Data for the task =>

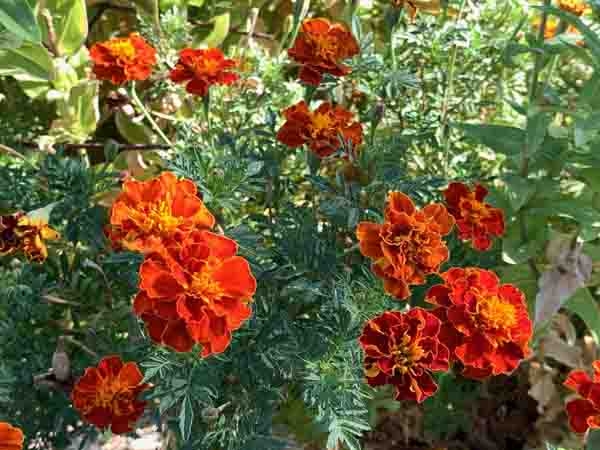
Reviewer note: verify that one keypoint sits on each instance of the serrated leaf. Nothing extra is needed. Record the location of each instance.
(503, 139)
(186, 418)
(18, 18)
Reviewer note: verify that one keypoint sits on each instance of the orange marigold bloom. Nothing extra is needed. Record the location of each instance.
(320, 47)
(20, 233)
(486, 325)
(402, 349)
(11, 438)
(408, 246)
(123, 59)
(584, 413)
(320, 129)
(195, 290)
(149, 210)
(202, 68)
(107, 395)
(577, 7)
(476, 220)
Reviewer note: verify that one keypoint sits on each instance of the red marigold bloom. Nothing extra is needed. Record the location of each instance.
(11, 438)
(320, 47)
(476, 220)
(202, 68)
(107, 395)
(195, 290)
(486, 325)
(408, 246)
(20, 233)
(401, 349)
(149, 210)
(123, 59)
(320, 129)
(584, 412)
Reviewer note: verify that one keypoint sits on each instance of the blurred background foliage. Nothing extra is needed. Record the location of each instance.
(469, 93)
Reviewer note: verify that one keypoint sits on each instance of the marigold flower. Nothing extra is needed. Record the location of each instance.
(107, 395)
(476, 220)
(320, 129)
(402, 349)
(20, 233)
(577, 7)
(320, 47)
(11, 438)
(195, 290)
(152, 210)
(408, 246)
(584, 412)
(202, 68)
(123, 59)
(486, 325)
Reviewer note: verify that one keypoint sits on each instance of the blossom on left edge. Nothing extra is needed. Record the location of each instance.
(149, 212)
(107, 396)
(584, 413)
(195, 290)
(11, 438)
(402, 349)
(123, 59)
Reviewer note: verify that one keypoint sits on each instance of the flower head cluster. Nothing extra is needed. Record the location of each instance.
(11, 438)
(402, 349)
(193, 287)
(408, 246)
(577, 7)
(476, 220)
(107, 396)
(202, 68)
(147, 211)
(123, 59)
(321, 47)
(322, 130)
(584, 413)
(486, 325)
(20, 233)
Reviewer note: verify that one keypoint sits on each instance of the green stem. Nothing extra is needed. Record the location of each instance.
(448, 95)
(147, 115)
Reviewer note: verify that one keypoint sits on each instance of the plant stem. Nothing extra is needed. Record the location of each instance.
(447, 94)
(147, 115)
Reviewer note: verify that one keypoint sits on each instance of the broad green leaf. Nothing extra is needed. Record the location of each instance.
(506, 140)
(133, 132)
(583, 304)
(219, 32)
(18, 18)
(70, 23)
(186, 418)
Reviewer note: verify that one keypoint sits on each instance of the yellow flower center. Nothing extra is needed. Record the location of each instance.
(160, 219)
(406, 354)
(122, 48)
(205, 287)
(496, 312)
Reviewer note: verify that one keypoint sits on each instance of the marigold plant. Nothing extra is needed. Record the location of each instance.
(195, 290)
(402, 349)
(476, 220)
(486, 324)
(408, 245)
(147, 211)
(107, 396)
(11, 438)
(321, 47)
(119, 60)
(202, 68)
(324, 130)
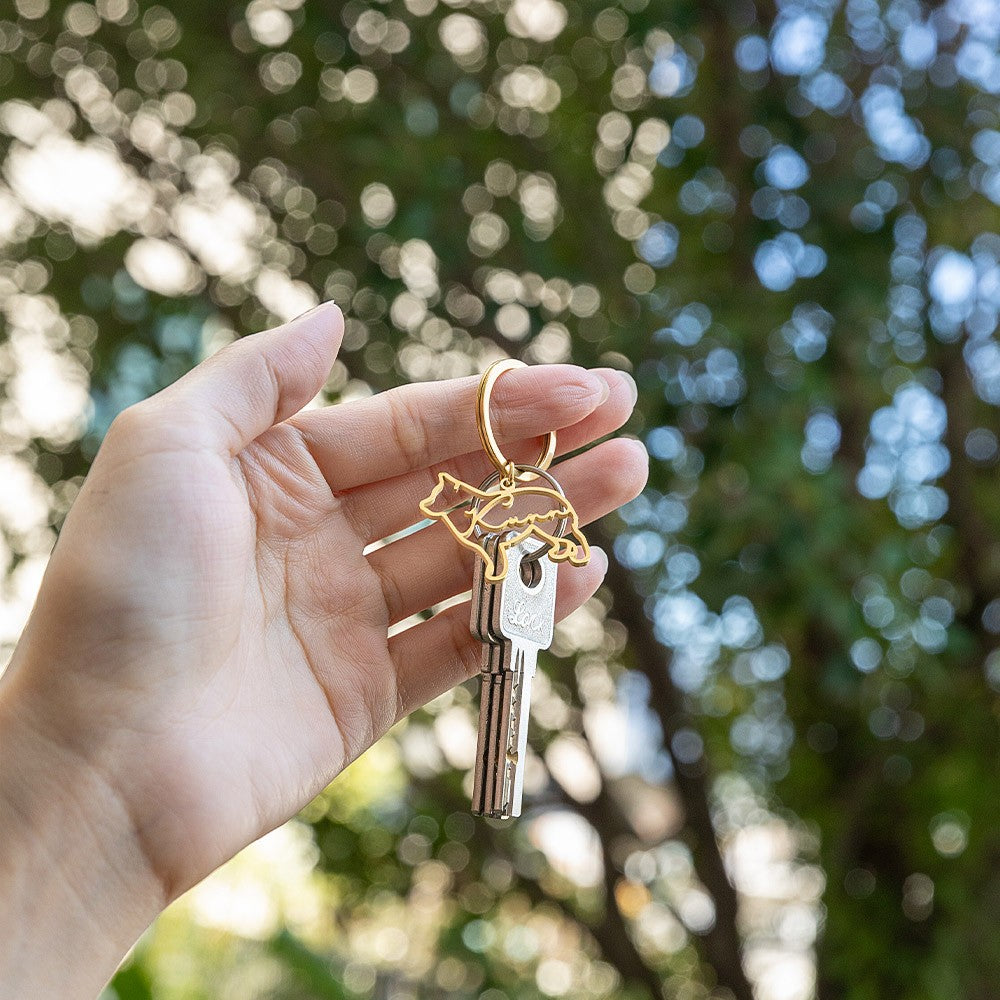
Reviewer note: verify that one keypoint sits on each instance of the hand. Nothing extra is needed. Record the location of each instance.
(210, 637)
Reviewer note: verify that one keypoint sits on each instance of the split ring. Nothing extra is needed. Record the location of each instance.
(504, 466)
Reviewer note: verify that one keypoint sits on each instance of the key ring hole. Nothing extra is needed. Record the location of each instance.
(486, 436)
(531, 573)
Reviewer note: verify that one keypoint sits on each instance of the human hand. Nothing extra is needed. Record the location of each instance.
(210, 638)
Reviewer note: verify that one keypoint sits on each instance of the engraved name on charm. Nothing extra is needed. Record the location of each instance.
(519, 616)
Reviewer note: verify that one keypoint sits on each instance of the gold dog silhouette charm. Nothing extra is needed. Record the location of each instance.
(453, 497)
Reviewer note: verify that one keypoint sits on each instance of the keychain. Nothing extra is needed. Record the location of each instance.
(521, 525)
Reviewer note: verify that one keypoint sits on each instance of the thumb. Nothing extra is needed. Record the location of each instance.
(255, 382)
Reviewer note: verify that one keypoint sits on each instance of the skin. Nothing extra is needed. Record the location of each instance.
(210, 644)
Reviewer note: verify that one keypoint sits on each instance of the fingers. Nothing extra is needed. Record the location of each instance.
(428, 566)
(378, 509)
(260, 380)
(419, 425)
(441, 652)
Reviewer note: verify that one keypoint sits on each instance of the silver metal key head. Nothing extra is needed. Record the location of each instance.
(527, 609)
(526, 617)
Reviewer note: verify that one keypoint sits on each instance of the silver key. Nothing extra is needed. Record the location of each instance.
(525, 615)
(495, 691)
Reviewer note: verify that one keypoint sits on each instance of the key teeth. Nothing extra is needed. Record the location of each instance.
(505, 684)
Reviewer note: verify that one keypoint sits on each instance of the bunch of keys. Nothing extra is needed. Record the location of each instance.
(521, 526)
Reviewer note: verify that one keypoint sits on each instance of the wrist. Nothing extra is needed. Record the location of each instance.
(77, 890)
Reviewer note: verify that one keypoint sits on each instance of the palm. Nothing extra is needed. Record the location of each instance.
(280, 636)
(212, 604)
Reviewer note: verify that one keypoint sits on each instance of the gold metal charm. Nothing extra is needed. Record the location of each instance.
(557, 527)
(472, 514)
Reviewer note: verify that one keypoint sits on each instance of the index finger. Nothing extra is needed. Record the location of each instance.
(417, 425)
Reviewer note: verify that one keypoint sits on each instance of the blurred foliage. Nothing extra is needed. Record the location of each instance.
(766, 751)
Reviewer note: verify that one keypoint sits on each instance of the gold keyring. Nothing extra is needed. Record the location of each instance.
(503, 465)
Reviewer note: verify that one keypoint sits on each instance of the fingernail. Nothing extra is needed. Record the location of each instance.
(598, 555)
(632, 387)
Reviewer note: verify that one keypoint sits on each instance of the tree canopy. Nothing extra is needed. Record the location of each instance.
(765, 752)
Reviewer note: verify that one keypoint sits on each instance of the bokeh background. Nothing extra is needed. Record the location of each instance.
(765, 754)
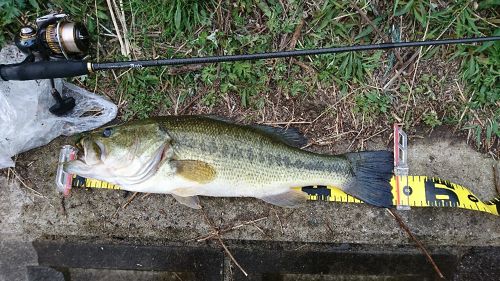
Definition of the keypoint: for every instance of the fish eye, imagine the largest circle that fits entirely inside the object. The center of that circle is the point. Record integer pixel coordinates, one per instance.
(107, 132)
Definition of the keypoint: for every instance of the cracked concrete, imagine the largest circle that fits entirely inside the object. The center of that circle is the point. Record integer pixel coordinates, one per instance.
(92, 214)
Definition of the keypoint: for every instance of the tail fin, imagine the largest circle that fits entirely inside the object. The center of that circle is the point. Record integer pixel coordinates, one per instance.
(372, 174)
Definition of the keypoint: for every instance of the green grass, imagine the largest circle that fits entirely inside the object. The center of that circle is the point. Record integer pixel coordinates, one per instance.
(352, 81)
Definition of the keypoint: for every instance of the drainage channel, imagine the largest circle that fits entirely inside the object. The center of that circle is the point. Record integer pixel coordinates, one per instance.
(64, 261)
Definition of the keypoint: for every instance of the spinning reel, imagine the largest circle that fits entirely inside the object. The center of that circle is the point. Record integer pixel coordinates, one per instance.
(54, 38)
(57, 48)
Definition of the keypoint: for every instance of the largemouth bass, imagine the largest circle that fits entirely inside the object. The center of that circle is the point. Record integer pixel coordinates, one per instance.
(187, 156)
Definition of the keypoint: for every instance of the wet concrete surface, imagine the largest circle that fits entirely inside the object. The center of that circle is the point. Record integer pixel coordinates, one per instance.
(158, 220)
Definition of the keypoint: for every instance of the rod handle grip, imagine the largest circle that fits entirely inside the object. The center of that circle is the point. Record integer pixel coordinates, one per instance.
(43, 70)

What the task asks => Look above for the line containing "Definition of the keypoint: for every instance of the wet", then please write out that line and each one after it through the end, exactly, with nothing else.

Response area =>
Definition of the keypoint: for every instance of the wet concrete surface, imagine the largest circle that fits entirely inside the object. The center of that circle is the point. Record integer pixel coordinates, one per instance.
(158, 220)
Definition of the keypoint: for every instance of the rod handle grip, imagine the largest circle that fits entirely inside the object. The center of that circle is the point. Record integer pixel coordinates, one per instance.
(43, 70)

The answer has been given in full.